+++ Texte fourni
Au Cameroun, la mise en oeuvre du droit de l'environnement incombe au gouvernement. A cet effet, il élabore des stratégies, des plans ou programmes nationaux tendant à assurer la conservation et l'utilisation durable des ressources marines et côtières. Il l'applique de concert avec les collectivités décentralisées (2).

Les mécanismes institutionnels de la gestion de l'environnement marin mettent en exergue de nombreuses institutions très impliquées dans les différents secteurs d'activités intéressant la côte camerounaise. Mais faute de pouvoir les étudier toutes, une attention particulière sera accordée à l'administration centrale en charge de l'environnement et de la protection de la nature (1).

1- L'administration centrale en charge de l'environnement et de la protection de la nature

Sur la base de la récente organisation du gouvernement camerounais issue du décret N° 2005/117, c'est le Ministère de l'Environnement et de la Protection de la Nature (MINEP) qui assure le rôle de l'administration centrale en matière environnementale. Il a été créé suite à l'éclatement en deux de l'ancien Ministère de l'Environnement et des Forêts.

Le MINEP est chargé de formuler et de mettre en oeuvre la politique nationale environnementale, de déterminer des stratégies de gestion durable des ressources naturelles et de contrôle des pollutions. Il s'assure, en outre, que les engagements internationaux du Cameroun en matière d'environnement sont introduits dans la législation, la réglementation et la politique nationale en la matière281(*).

De même, il assure la tutelle de la Commission Nationale Consultative pour l'environnement et le Développement Durable 282(*) (CNCEDD) ainsi que du Comité Interministériel de l'Environnement (CIE), tous des cadres de concertation où les opérateurs et acteurs environnementaux se retrouvent pour mettre en cohérence leurs approches, notamment en ce qui concerne la gestion durable des ressources naturelles283(*).
++++++
+++ Enregistrements
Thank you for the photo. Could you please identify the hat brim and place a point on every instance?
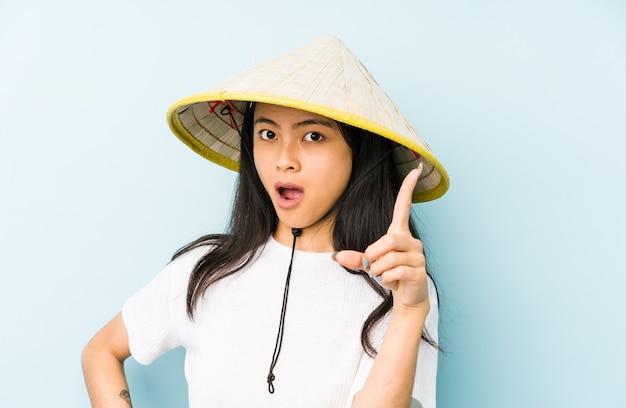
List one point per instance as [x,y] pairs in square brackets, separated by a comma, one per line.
[433,183]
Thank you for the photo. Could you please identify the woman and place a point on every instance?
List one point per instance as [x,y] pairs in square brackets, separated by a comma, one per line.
[321,262]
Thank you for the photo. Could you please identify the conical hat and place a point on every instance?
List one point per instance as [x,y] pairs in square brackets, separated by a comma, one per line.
[322,77]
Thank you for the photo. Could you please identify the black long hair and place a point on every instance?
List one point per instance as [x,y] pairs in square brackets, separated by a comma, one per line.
[363,214]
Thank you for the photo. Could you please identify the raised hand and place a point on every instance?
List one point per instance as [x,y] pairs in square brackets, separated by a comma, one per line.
[396,260]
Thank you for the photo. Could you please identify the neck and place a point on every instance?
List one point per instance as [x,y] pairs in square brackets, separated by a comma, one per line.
[315,238]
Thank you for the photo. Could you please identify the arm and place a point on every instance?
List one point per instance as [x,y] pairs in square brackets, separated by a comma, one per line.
[103,366]
[397,262]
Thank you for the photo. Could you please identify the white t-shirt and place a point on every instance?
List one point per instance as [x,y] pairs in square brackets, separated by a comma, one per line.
[230,342]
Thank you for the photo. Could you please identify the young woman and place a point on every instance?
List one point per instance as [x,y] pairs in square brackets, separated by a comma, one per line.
[318,294]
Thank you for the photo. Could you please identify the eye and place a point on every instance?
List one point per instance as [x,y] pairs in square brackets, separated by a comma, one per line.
[313,137]
[267,134]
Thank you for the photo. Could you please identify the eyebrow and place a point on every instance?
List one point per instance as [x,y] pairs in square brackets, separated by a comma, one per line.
[306,122]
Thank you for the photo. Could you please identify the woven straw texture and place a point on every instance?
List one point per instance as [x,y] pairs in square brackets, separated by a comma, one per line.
[323,77]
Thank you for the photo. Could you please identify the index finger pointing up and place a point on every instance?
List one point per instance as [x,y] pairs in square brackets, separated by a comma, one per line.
[404,200]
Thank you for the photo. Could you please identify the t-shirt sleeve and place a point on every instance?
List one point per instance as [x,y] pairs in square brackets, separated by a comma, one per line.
[425,386]
[155,314]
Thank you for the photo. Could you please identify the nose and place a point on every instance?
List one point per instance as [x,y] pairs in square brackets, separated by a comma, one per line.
[288,157]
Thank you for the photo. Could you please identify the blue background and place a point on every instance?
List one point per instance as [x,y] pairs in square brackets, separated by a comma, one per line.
[523,101]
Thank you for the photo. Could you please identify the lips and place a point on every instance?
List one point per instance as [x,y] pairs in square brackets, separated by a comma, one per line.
[288,195]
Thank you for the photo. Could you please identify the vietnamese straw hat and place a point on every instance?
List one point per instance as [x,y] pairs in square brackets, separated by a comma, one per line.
[323,77]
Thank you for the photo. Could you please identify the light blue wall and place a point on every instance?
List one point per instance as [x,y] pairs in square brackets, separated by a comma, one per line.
[523,101]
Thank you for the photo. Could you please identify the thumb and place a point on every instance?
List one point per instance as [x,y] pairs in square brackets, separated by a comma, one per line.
[350,259]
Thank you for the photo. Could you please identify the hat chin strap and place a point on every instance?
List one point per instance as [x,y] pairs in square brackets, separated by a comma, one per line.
[296,233]
[281,326]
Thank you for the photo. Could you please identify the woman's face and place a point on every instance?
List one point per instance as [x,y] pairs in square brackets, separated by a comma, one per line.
[303,162]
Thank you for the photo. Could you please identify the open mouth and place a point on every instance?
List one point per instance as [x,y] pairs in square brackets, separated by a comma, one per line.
[289,193]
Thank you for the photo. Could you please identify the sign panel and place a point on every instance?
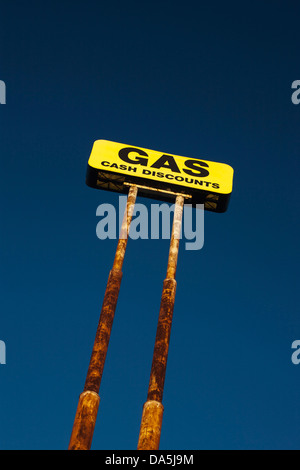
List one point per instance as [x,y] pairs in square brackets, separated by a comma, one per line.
[112,164]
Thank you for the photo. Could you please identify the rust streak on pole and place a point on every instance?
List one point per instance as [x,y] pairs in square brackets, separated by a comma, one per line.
[86,413]
[150,429]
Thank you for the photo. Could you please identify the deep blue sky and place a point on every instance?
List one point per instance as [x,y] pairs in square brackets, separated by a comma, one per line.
[199,79]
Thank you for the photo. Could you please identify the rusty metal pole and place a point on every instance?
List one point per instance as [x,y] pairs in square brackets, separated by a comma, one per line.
[151,422]
[86,414]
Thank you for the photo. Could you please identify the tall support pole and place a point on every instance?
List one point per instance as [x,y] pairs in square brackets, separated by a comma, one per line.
[86,413]
[151,422]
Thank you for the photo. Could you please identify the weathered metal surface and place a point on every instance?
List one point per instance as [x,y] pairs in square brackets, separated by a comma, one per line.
[85,420]
[151,425]
[162,340]
[149,430]
[96,366]
[82,433]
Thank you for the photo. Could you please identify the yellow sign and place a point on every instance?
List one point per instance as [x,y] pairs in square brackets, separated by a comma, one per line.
[111,164]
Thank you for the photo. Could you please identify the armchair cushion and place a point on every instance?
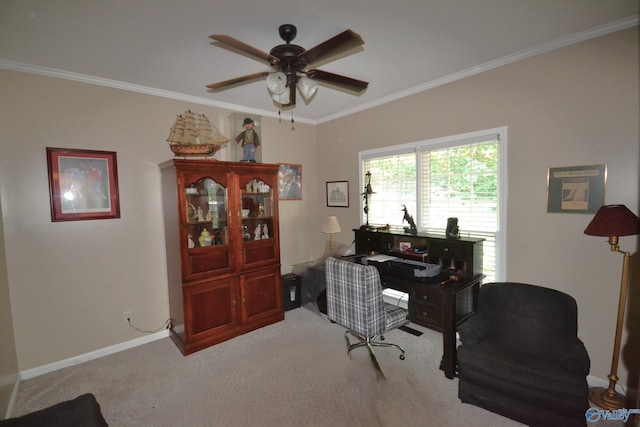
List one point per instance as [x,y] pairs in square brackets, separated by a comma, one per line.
[521,357]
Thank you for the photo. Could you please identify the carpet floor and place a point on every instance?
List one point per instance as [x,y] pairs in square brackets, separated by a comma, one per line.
[293,373]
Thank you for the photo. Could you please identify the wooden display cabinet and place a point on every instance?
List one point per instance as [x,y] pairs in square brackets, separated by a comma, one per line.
[223,250]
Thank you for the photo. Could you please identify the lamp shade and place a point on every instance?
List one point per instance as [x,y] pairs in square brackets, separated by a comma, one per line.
[613,220]
[331,225]
[277,82]
[307,87]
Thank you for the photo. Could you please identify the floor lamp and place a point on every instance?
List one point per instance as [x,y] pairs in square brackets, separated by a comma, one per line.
[614,221]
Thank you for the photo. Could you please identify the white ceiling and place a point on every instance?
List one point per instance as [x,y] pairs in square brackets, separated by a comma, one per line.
[162,46]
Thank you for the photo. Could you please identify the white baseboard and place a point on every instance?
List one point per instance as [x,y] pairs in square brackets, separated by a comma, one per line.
[14,395]
[599,382]
[41,370]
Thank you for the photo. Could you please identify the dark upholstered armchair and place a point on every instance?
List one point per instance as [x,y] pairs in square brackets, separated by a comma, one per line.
[521,357]
[354,300]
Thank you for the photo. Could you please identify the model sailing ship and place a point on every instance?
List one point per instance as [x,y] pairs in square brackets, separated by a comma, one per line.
[186,138]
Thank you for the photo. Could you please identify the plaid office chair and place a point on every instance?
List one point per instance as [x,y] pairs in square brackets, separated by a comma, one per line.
[354,300]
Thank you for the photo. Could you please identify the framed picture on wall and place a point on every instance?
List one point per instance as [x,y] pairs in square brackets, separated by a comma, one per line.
[338,194]
[83,184]
[290,182]
[576,189]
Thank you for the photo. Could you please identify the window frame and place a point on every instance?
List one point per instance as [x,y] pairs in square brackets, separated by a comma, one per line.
[499,133]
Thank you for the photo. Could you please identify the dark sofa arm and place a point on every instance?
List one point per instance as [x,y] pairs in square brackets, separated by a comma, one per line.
[83,411]
[575,358]
[473,330]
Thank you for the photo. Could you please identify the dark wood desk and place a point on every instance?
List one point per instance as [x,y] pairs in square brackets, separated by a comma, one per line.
[441,307]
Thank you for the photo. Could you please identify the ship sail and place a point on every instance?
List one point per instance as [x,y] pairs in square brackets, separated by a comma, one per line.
[186,138]
[190,131]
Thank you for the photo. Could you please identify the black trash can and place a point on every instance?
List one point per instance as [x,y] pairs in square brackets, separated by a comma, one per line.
[290,291]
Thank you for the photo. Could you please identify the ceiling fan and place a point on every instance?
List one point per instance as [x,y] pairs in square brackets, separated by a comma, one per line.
[289,63]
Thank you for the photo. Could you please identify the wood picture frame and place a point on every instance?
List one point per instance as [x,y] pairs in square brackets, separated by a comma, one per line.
[290,182]
[576,189]
[338,194]
[83,184]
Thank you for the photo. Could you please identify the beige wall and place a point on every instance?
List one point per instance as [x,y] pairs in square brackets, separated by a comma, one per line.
[70,282]
[8,358]
[575,106]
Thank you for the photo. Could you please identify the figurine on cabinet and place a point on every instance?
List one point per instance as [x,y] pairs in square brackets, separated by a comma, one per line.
[453,231]
[412,229]
[249,141]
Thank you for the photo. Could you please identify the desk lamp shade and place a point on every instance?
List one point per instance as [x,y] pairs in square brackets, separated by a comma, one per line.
[614,221]
[330,226]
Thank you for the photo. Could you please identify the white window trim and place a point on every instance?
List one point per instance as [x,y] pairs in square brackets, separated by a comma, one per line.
[455,140]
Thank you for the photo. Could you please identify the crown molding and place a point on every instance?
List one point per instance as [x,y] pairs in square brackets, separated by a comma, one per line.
[518,56]
[543,48]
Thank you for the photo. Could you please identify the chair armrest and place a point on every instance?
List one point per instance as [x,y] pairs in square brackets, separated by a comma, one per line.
[575,357]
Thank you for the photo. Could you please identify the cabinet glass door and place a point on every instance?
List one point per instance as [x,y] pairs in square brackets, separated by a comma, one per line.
[207,231]
[257,222]
[257,211]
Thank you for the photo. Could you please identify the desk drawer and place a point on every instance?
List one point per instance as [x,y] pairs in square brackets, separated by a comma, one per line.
[450,250]
[428,315]
[425,306]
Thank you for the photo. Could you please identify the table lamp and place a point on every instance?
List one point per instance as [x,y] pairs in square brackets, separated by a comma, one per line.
[614,221]
[330,226]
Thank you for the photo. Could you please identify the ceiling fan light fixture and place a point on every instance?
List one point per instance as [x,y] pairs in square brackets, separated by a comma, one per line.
[307,87]
[277,83]
[282,98]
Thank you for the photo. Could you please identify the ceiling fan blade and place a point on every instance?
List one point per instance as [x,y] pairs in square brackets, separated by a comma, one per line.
[338,80]
[248,49]
[237,80]
[343,41]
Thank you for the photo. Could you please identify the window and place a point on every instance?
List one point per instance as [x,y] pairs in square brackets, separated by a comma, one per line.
[459,176]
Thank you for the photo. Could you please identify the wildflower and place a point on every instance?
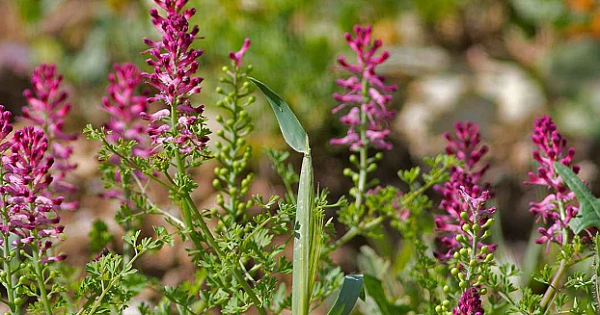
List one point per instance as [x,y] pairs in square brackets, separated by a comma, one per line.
[366,93]
[125,107]
[47,109]
[462,193]
[557,208]
[5,128]
[239,55]
[32,216]
[469,303]
[175,65]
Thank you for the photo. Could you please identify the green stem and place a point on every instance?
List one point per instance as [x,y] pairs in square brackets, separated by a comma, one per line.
[213,244]
[111,284]
[189,208]
[362,167]
[355,231]
[7,268]
[39,275]
[560,273]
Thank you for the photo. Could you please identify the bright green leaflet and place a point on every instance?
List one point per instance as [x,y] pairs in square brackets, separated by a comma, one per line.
[589,211]
[348,295]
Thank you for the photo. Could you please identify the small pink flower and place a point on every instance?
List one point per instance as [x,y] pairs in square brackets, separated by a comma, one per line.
[462,193]
[552,147]
[469,303]
[375,105]
[47,109]
[239,55]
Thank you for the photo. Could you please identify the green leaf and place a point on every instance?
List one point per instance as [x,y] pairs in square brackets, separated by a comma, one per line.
[589,211]
[348,295]
[303,266]
[375,290]
[596,276]
[292,130]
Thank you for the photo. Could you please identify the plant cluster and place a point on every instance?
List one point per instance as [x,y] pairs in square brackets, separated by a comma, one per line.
[156,138]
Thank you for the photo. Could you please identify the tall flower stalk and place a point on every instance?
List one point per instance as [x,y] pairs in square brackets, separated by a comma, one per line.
[464,183]
[47,109]
[178,131]
[368,99]
[235,126]
[559,206]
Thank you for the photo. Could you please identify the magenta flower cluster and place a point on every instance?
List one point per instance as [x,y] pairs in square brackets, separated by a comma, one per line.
[237,56]
[125,107]
[365,93]
[31,214]
[551,147]
[469,303]
[463,192]
[47,109]
[175,65]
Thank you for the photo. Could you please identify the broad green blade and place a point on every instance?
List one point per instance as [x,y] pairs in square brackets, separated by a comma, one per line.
[589,211]
[303,277]
[375,290]
[348,295]
[292,130]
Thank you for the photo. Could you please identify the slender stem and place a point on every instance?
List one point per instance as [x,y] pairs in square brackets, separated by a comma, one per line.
[6,263]
[213,244]
[362,167]
[560,273]
[355,231]
[39,275]
[189,208]
[111,284]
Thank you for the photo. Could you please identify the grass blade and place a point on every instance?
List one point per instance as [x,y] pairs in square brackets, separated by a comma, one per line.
[292,130]
[348,295]
[302,278]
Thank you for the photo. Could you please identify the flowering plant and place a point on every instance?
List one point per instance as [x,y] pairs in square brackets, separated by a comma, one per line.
[245,247]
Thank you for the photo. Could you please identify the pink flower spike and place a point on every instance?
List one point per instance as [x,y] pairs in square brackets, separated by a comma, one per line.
[551,147]
[375,101]
[237,56]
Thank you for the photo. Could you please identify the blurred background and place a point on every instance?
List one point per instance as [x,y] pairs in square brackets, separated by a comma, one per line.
[500,63]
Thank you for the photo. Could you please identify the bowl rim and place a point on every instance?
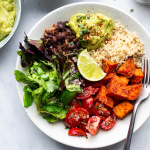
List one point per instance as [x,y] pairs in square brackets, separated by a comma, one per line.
[18,61]
[16,23]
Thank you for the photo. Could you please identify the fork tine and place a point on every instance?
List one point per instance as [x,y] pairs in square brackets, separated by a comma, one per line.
[147,72]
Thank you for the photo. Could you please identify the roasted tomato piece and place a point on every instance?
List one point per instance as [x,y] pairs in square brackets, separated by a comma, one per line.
[93,125]
[83,126]
[109,122]
[88,104]
[95,90]
[88,91]
[83,114]
[73,105]
[72,119]
[100,109]
[77,132]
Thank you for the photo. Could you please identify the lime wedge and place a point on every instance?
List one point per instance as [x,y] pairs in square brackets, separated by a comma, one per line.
[88,68]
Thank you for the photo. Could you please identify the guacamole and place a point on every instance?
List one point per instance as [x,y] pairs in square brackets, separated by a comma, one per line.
[7,17]
[92,30]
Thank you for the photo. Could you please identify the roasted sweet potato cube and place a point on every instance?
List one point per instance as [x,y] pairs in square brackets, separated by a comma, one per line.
[124,80]
[134,91]
[107,78]
[137,76]
[123,109]
[102,97]
[117,89]
[116,102]
[127,69]
[108,66]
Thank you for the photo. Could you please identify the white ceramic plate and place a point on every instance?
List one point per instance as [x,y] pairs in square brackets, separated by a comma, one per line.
[57,130]
[18,14]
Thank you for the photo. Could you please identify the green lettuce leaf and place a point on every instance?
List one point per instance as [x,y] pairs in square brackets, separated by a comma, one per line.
[37,95]
[21,77]
[27,98]
[50,118]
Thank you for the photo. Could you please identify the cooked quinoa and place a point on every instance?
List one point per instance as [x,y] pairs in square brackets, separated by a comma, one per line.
[122,45]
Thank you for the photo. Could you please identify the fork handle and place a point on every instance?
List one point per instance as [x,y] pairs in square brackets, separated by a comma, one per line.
[131,127]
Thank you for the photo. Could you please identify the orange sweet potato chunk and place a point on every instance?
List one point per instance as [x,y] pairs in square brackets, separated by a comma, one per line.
[116,102]
[123,109]
[137,76]
[107,78]
[102,97]
[117,89]
[134,91]
[108,66]
[124,80]
[127,69]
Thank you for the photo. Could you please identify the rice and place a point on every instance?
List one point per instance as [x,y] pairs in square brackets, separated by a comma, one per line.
[123,44]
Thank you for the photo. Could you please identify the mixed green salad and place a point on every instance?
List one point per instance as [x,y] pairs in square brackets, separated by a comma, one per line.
[51,84]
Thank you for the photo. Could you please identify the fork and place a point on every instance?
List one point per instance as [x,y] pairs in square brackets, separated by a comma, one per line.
[143,95]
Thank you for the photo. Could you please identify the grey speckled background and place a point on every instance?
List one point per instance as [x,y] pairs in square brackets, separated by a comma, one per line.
[17,132]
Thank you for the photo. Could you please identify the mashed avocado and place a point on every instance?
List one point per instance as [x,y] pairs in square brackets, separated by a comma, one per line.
[92,30]
[7,17]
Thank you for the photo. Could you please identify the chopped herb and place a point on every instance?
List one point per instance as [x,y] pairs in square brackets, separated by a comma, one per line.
[131,10]
[71,43]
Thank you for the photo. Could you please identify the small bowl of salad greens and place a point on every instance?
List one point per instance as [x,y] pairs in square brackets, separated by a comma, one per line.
[53,70]
[9,19]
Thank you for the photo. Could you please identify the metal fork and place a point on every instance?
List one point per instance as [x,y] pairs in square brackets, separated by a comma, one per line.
[143,95]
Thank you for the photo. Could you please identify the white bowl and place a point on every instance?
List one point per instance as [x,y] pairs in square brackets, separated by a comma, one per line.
[57,130]
[17,19]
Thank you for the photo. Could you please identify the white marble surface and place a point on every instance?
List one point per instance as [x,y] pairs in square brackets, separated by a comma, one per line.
[17,132]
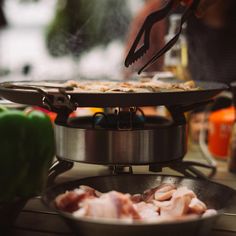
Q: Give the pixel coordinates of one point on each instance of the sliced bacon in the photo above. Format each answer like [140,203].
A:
[197,206]
[69,201]
[163,192]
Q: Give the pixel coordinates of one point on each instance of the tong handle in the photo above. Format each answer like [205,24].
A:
[144,33]
[173,41]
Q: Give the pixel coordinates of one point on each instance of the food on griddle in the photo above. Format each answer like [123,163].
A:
[142,86]
[163,203]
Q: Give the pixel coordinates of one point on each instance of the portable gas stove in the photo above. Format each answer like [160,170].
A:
[122,136]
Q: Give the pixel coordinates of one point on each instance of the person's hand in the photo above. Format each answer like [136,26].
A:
[203,6]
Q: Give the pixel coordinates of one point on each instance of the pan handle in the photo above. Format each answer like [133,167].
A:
[52,102]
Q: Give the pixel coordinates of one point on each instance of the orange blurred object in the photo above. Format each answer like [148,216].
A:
[220,129]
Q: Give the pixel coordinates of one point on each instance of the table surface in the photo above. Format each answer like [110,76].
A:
[38,220]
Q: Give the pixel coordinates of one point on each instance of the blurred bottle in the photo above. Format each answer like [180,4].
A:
[232,150]
[176,59]
[220,130]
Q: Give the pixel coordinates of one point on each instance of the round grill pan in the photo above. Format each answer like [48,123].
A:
[32,96]
[214,195]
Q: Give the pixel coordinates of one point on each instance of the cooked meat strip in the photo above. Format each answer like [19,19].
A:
[179,203]
[197,206]
[209,213]
[162,193]
[69,201]
[113,205]
[147,211]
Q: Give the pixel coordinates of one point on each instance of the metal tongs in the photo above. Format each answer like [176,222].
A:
[144,34]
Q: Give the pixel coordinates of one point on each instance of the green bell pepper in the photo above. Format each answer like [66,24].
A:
[26,152]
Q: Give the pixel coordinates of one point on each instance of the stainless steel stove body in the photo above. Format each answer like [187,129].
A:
[157,140]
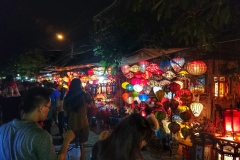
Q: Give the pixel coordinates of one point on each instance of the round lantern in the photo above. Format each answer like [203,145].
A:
[124,84]
[196,68]
[137,88]
[125,69]
[135,81]
[129,87]
[143,97]
[135,68]
[196,108]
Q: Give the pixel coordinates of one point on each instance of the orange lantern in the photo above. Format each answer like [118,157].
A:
[196,68]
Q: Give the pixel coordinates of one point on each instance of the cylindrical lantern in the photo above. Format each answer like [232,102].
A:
[143,97]
[196,108]
[196,68]
[137,88]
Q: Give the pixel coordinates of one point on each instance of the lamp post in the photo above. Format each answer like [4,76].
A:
[61,37]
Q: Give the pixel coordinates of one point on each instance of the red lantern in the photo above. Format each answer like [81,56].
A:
[196,67]
[231,121]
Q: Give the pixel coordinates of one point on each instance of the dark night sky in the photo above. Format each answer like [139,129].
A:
[29,24]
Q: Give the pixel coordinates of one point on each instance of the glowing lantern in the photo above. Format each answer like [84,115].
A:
[147,75]
[125,69]
[90,72]
[129,87]
[143,65]
[124,84]
[137,88]
[143,97]
[135,68]
[196,108]
[196,68]
[152,67]
[177,63]
[231,121]
[135,81]
[138,75]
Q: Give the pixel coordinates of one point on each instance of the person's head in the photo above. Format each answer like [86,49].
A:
[126,140]
[37,99]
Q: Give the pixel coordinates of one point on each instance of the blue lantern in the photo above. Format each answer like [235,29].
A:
[143,97]
[129,87]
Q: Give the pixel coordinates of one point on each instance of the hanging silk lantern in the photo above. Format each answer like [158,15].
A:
[135,81]
[177,63]
[147,89]
[125,96]
[135,94]
[124,84]
[130,100]
[138,74]
[135,68]
[129,87]
[137,88]
[196,108]
[125,69]
[143,97]
[197,89]
[152,67]
[143,82]
[90,72]
[173,87]
[169,75]
[143,65]
[147,75]
[165,65]
[129,75]
[196,68]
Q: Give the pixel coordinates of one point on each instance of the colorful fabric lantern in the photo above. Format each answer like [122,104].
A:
[173,87]
[147,75]
[152,67]
[135,81]
[135,68]
[196,68]
[143,97]
[147,89]
[124,84]
[165,65]
[143,65]
[138,74]
[129,75]
[125,69]
[196,108]
[129,87]
[169,75]
[177,63]
[137,88]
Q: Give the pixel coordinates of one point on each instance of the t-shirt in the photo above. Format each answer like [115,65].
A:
[23,140]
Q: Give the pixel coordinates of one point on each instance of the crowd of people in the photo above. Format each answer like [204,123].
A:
[27,120]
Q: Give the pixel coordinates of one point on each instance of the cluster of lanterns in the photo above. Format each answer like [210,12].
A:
[162,79]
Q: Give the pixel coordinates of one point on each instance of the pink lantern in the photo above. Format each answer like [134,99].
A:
[152,67]
[147,75]
[196,67]
[125,69]
[135,81]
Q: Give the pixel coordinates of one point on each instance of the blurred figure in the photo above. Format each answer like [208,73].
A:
[125,141]
[76,103]
[25,139]
[10,100]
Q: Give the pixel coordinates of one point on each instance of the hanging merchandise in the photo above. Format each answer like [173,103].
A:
[177,63]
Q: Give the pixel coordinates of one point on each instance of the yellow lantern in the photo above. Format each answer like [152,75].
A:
[135,68]
[196,108]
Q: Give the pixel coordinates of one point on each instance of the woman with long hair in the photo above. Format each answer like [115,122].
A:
[75,103]
[125,141]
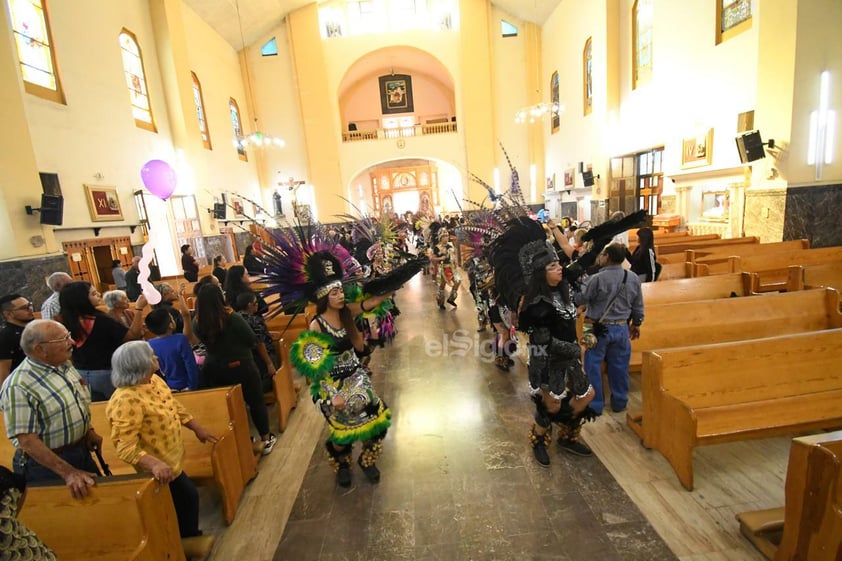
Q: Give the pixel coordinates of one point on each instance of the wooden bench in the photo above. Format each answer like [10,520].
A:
[809,526]
[812,276]
[227,465]
[283,393]
[702,288]
[122,518]
[718,259]
[704,245]
[727,392]
[774,268]
[733,319]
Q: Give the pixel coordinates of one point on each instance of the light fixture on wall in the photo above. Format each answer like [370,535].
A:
[822,129]
[537,112]
[256,138]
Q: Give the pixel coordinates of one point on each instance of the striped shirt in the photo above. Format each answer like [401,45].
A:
[147,419]
[50,401]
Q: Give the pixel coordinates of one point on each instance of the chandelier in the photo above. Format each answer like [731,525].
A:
[537,112]
[257,138]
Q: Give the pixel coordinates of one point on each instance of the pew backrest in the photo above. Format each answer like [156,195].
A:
[121,518]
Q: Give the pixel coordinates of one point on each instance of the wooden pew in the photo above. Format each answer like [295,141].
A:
[122,518]
[774,268]
[733,319]
[727,392]
[227,465]
[809,526]
[283,389]
[717,258]
[701,247]
[701,288]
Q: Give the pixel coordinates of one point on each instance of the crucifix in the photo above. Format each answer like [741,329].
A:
++++++
§ **Consignes**
(a) Réécrivez sous forme de liste le paragraphe du texte fourni qui commence par « Le MINEP est chargé », en conservant ses faits principaux.
(b) Recopiez, s'il vous plaît, sans aucune modification le passage du texte fourni qui commence par « Au Cameroun, la » et se poursuit jusqu'à « collectivités décentralisées (2). ».

§ **Corrigés**
(a)
Missions du MINEP :
- formuler et mettre en œuvre la politique nationale environnementale ;
- déterminer des stratégies de gestion durable des ressources naturelles ;
- déterminer des stratégies de contrôle des pollutions ;
- s'assurer que les engagements internationaux du Cameroun en matière d'environnement sont introduits dans la législation, la réglementation et la politique nationale.

(b)
Au Cameroun, la mise en oeuvre du droit de l'environnement incombe au gouvernement. A cet effet, il élabore des stratégies, des plans ou programmes nationaux tendant à assurer la conservation et l'utilisation durable des ressources marines et côtières. Il l'applique de concert avec les collectivités décentralisées (2).